§ Directions: Starting at the line that contains "Q: For every instance of the hood" and going through the end of the entries, rename "hood" as "helmet" and keep everything else unchanged. Leave the pictures out of your answer.

======== Data records ========

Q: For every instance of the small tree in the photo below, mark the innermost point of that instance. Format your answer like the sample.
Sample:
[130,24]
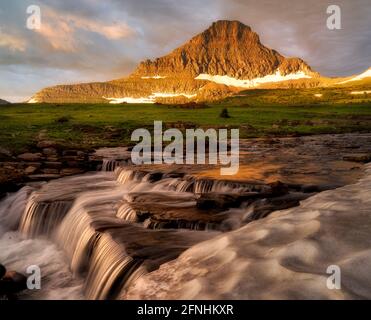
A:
[224,114]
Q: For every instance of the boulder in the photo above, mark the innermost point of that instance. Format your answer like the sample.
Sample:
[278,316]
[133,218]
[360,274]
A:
[30,157]
[358,157]
[50,151]
[30,170]
[46,144]
[71,171]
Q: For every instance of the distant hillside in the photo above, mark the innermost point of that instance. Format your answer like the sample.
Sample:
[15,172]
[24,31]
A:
[222,60]
[4,102]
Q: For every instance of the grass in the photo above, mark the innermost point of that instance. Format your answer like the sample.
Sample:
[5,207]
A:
[256,112]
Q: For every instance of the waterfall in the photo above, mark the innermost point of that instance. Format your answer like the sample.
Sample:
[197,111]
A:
[112,164]
[41,218]
[126,212]
[113,227]
[12,208]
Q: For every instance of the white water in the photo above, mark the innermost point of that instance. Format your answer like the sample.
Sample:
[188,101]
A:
[76,230]
[284,256]
[18,253]
[366,74]
[276,77]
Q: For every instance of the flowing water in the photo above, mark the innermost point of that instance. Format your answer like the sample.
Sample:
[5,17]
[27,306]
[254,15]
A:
[93,235]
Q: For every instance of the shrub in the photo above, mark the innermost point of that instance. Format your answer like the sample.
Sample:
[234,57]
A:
[224,114]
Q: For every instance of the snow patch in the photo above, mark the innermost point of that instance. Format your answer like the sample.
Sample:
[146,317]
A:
[361,92]
[276,77]
[154,77]
[366,74]
[150,99]
[33,100]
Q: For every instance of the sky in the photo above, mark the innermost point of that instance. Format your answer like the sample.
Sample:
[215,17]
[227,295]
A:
[94,40]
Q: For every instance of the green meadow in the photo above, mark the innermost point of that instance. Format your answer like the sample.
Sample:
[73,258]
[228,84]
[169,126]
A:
[257,113]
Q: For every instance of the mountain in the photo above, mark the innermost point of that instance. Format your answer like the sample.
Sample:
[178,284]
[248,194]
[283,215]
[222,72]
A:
[4,102]
[227,48]
[228,54]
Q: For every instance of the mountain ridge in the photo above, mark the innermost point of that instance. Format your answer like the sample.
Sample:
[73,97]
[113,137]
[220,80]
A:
[226,48]
[225,58]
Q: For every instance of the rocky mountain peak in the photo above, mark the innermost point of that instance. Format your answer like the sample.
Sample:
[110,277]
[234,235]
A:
[226,48]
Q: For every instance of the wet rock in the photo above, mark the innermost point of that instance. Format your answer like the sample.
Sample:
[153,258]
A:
[53,164]
[30,170]
[12,283]
[43,177]
[278,188]
[363,158]
[30,156]
[69,153]
[5,152]
[46,144]
[71,171]
[50,171]
[50,152]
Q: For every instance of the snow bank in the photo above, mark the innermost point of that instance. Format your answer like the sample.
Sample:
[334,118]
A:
[154,77]
[284,256]
[150,99]
[229,81]
[361,92]
[366,74]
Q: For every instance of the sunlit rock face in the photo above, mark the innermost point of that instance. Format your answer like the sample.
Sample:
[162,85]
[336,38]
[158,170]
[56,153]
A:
[4,102]
[229,54]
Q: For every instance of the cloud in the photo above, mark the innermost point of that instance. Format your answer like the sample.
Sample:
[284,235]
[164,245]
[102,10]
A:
[61,29]
[94,40]
[13,42]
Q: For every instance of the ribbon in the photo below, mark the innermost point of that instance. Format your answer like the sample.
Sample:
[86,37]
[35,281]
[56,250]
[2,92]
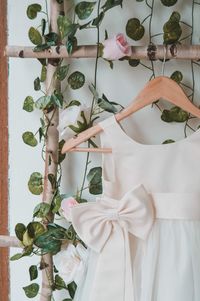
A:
[105,226]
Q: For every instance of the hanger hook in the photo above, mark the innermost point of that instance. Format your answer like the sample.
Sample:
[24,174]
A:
[164,59]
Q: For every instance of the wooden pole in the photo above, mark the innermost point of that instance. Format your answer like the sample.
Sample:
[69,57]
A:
[4,274]
[152,52]
[51,157]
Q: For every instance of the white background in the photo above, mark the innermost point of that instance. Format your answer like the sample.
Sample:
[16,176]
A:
[120,84]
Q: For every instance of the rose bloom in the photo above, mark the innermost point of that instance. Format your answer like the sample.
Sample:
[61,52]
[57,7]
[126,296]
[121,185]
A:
[116,47]
[71,263]
[65,208]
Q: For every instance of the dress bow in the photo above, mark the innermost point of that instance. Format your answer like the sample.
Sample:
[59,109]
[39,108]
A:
[105,226]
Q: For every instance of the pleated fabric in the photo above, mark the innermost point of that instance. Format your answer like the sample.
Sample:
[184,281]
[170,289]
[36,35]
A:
[166,265]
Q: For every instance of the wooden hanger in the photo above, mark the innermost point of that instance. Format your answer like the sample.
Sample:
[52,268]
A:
[159,87]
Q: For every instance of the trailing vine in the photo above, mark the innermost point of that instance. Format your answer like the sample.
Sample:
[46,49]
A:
[42,235]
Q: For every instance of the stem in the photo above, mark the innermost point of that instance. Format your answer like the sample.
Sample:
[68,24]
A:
[93,100]
[47,12]
[150,36]
[192,65]
[146,18]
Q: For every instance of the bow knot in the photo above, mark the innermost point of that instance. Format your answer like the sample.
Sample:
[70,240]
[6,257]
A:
[104,226]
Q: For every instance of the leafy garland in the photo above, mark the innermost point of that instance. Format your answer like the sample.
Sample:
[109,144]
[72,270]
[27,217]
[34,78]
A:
[40,237]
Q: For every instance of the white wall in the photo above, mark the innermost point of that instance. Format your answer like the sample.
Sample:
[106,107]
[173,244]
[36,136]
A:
[120,84]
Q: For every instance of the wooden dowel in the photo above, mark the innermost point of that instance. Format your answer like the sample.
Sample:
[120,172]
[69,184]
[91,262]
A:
[152,52]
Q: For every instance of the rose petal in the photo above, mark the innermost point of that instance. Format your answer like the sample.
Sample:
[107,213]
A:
[116,47]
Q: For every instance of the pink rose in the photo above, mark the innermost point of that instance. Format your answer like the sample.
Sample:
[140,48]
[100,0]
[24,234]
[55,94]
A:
[116,47]
[66,206]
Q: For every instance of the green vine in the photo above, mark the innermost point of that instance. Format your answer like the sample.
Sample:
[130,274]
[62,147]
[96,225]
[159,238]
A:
[42,236]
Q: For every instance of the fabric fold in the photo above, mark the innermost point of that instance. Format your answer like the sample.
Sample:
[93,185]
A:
[105,226]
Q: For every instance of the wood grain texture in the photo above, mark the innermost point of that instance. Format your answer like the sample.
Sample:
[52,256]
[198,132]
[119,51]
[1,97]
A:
[4,271]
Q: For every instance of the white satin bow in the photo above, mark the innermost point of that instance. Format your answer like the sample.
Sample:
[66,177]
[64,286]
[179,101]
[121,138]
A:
[105,226]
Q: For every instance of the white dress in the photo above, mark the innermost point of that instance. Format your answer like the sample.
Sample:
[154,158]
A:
[166,265]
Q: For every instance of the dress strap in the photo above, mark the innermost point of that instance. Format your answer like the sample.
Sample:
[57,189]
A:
[106,139]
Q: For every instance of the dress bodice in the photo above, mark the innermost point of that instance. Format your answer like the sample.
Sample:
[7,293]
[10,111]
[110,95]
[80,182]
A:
[166,168]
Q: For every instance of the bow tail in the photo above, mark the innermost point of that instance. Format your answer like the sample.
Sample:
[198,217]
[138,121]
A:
[113,276]
[128,274]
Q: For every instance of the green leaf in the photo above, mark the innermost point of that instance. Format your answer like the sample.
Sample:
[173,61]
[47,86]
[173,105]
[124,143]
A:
[16,256]
[37,85]
[72,289]
[28,105]
[43,25]
[76,80]
[27,240]
[43,102]
[97,21]
[134,29]
[35,183]
[106,105]
[33,10]
[172,29]
[94,91]
[29,139]
[33,272]
[71,233]
[66,27]
[84,9]
[169,2]
[81,125]
[71,44]
[177,76]
[35,229]
[59,283]
[52,38]
[35,36]
[174,114]
[111,3]
[94,178]
[57,99]
[41,210]
[61,156]
[50,241]
[43,74]
[31,290]
[52,180]
[61,72]
[20,229]
[56,203]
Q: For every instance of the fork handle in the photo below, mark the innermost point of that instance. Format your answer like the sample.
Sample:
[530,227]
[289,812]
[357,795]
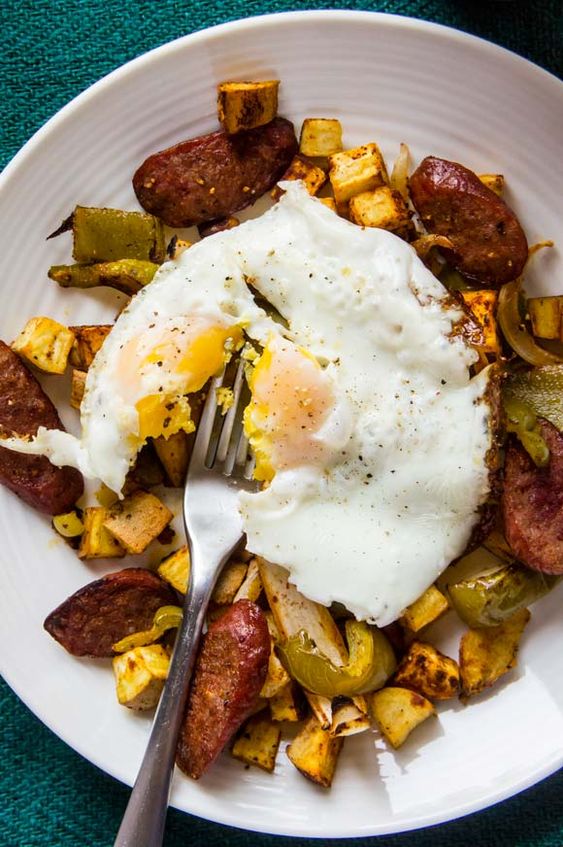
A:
[145,816]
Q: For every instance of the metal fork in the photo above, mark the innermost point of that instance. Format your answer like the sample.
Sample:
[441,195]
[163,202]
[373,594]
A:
[218,471]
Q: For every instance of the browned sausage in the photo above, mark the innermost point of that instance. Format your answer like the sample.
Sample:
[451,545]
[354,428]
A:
[229,674]
[532,503]
[92,619]
[212,176]
[489,244]
[24,407]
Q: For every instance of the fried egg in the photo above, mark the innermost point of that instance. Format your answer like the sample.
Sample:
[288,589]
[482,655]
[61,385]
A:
[369,434]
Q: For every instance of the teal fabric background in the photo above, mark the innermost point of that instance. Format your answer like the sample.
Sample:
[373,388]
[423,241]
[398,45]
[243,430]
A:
[51,51]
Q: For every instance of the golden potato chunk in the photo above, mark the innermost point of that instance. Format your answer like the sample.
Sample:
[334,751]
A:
[46,344]
[311,175]
[315,753]
[397,711]
[483,306]
[87,342]
[382,207]
[428,608]
[493,181]
[140,675]
[486,654]
[428,672]
[320,137]
[175,569]
[137,520]
[245,105]
[257,743]
[355,171]
[96,541]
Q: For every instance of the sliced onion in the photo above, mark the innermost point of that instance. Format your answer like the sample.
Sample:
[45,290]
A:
[515,331]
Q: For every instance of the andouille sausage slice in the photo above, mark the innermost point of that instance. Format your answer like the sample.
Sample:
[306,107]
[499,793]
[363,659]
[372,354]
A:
[92,619]
[24,407]
[489,244]
[213,176]
[229,674]
[532,503]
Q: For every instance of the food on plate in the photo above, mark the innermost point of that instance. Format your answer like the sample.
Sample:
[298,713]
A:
[246,105]
[488,653]
[95,617]
[24,407]
[489,245]
[229,674]
[532,503]
[382,388]
[216,175]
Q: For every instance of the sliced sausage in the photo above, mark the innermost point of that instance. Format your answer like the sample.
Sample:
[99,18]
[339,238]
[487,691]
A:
[212,176]
[24,407]
[532,503]
[229,674]
[90,621]
[489,244]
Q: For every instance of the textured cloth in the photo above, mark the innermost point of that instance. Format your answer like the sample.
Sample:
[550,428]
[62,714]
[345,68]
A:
[52,50]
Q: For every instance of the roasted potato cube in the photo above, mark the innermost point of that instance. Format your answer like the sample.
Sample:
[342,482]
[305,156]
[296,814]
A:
[46,344]
[486,654]
[320,137]
[429,607]
[69,525]
[228,583]
[315,753]
[355,171]
[87,342]
[245,105]
[77,385]
[347,719]
[312,176]
[251,588]
[428,672]
[257,743]
[381,207]
[140,675]
[287,704]
[397,711]
[546,314]
[493,181]
[137,520]
[96,541]
[483,307]
[175,569]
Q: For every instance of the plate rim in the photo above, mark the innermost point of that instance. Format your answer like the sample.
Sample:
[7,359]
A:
[18,161]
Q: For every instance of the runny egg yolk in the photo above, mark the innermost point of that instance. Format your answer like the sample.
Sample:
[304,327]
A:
[291,400]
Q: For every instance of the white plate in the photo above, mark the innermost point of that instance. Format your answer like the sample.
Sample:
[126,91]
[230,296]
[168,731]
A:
[388,79]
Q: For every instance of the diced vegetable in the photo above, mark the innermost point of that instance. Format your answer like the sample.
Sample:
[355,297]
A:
[429,607]
[137,520]
[140,675]
[486,654]
[315,753]
[96,541]
[371,662]
[246,105]
[257,743]
[320,137]
[491,598]
[428,672]
[541,389]
[46,344]
[355,171]
[381,207]
[125,275]
[107,235]
[398,711]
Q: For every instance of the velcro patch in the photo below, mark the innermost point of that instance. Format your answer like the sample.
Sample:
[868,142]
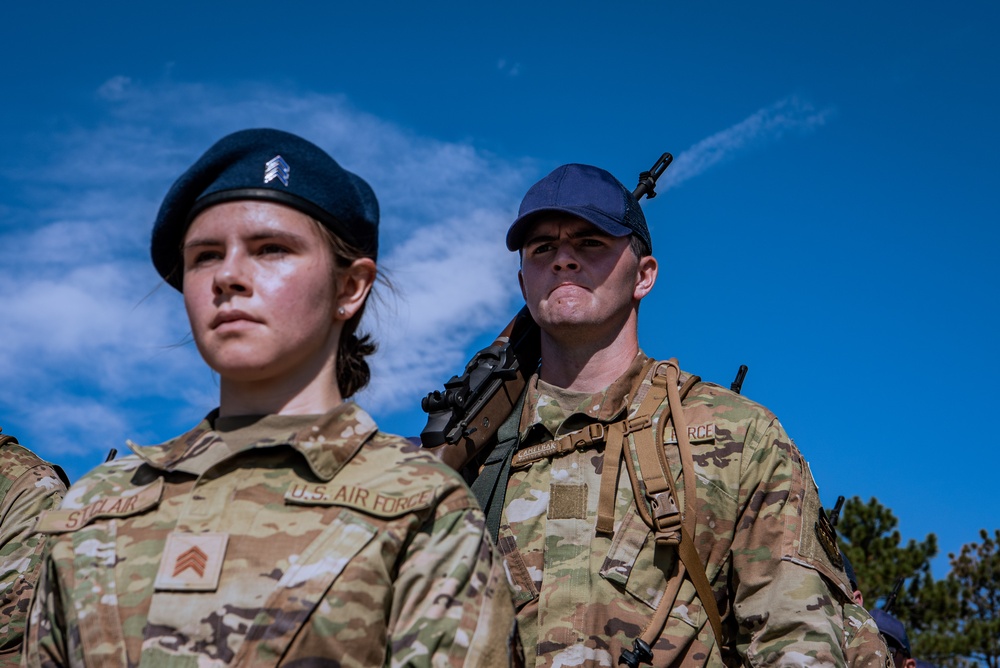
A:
[567,502]
[192,562]
[364,499]
[133,503]
[697,433]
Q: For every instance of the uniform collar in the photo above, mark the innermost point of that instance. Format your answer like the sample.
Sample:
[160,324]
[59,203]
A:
[327,444]
[603,406]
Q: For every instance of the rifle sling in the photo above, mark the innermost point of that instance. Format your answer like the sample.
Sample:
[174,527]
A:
[490,487]
[650,450]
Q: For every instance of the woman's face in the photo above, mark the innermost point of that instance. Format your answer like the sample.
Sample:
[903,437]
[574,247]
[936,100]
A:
[260,294]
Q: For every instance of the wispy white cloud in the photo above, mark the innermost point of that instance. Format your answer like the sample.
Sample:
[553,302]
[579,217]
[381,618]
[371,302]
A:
[98,350]
[790,115]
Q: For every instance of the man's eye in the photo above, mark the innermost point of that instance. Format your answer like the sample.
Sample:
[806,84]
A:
[272,249]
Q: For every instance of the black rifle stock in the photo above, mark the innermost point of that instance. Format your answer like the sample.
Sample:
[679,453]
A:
[463,417]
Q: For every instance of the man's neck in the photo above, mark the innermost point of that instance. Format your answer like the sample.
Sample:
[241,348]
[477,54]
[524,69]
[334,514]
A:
[588,366]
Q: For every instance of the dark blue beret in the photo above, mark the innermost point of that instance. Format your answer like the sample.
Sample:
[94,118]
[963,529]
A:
[269,165]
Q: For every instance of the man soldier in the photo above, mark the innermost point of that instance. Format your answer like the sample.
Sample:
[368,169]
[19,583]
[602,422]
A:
[863,644]
[632,529]
[27,487]
[895,637]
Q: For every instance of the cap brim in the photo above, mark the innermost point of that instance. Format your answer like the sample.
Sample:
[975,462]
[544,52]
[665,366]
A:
[520,227]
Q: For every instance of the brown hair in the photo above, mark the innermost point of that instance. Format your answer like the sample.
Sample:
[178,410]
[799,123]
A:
[353,372]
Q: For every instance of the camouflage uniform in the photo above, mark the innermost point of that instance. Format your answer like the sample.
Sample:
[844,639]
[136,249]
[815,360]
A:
[863,644]
[338,545]
[27,487]
[583,596]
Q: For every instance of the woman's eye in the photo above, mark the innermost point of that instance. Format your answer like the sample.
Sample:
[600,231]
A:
[201,257]
[271,249]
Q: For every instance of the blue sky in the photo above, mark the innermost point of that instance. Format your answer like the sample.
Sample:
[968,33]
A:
[830,219]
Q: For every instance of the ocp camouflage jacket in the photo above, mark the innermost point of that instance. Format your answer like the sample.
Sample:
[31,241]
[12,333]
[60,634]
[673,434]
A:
[338,545]
[583,596]
[28,486]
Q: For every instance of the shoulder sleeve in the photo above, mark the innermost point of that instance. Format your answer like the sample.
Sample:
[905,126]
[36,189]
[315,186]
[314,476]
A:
[451,603]
[788,611]
[37,489]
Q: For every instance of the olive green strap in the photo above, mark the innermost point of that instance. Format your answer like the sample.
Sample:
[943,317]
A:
[490,487]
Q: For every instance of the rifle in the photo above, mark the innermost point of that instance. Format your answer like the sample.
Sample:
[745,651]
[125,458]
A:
[835,513]
[741,375]
[462,418]
[891,601]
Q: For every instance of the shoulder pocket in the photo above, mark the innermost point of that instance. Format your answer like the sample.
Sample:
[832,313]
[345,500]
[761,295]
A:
[130,502]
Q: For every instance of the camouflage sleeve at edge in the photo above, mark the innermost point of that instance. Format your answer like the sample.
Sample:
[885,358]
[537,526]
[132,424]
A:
[451,603]
[44,641]
[787,614]
[36,490]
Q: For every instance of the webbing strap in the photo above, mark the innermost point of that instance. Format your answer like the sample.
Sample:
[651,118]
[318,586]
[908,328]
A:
[688,551]
[609,479]
[664,514]
[490,488]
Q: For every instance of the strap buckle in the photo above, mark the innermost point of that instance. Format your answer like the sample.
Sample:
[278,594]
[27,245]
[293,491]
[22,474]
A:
[637,423]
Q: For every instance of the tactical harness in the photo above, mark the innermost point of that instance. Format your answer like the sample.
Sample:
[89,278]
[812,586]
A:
[649,475]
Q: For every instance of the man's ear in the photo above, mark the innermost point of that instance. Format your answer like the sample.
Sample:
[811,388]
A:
[645,276]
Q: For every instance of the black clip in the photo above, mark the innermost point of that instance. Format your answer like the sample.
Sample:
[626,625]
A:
[640,653]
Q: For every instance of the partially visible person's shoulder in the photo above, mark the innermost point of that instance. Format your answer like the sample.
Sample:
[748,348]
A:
[17,461]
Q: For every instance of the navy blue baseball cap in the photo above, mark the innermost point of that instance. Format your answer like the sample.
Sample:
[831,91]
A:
[585,191]
[269,165]
[892,629]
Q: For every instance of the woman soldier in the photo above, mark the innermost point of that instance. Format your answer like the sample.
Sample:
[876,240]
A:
[285,529]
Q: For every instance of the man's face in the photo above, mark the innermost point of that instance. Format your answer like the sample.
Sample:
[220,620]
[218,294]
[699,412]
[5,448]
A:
[901,660]
[577,279]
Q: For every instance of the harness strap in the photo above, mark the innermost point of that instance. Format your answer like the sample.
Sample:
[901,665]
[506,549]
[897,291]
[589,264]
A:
[690,560]
[576,440]
[490,487]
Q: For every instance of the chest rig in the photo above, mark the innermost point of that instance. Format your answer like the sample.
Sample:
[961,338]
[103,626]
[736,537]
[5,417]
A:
[637,441]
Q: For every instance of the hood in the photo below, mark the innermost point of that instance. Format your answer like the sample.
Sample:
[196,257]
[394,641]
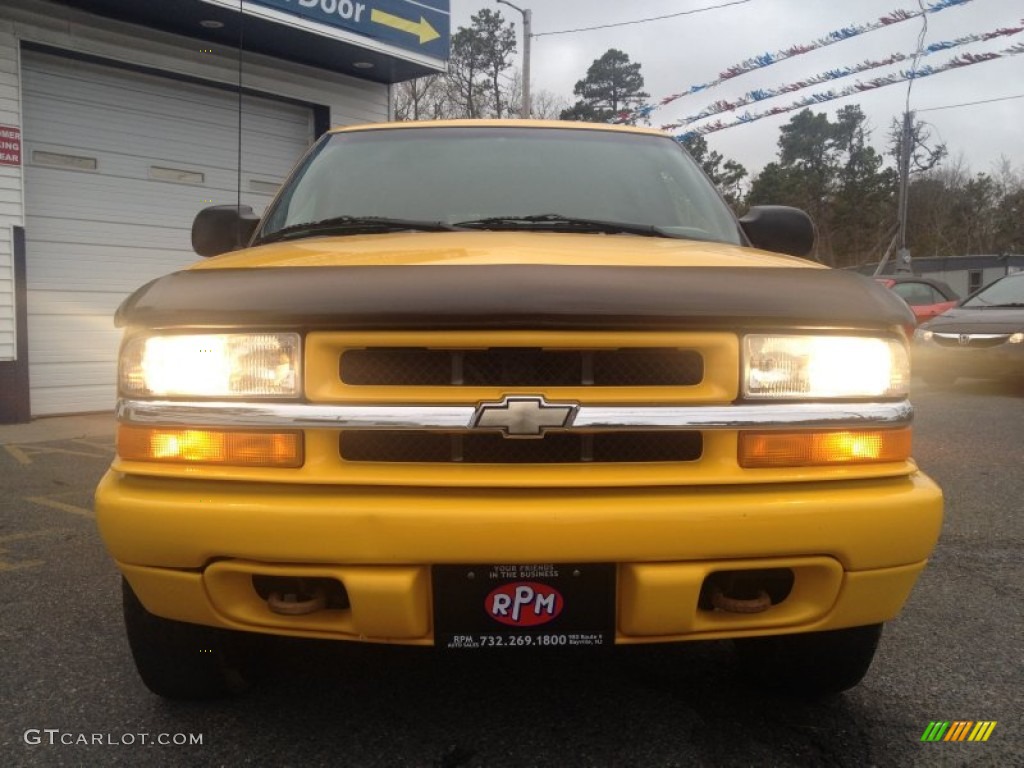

========

§ Answer below:
Q: For every instance of the helmet in the photo below, mark the innermost point of that instance. Format your answer like the sample.
Sample:
[196,257]
[394,641]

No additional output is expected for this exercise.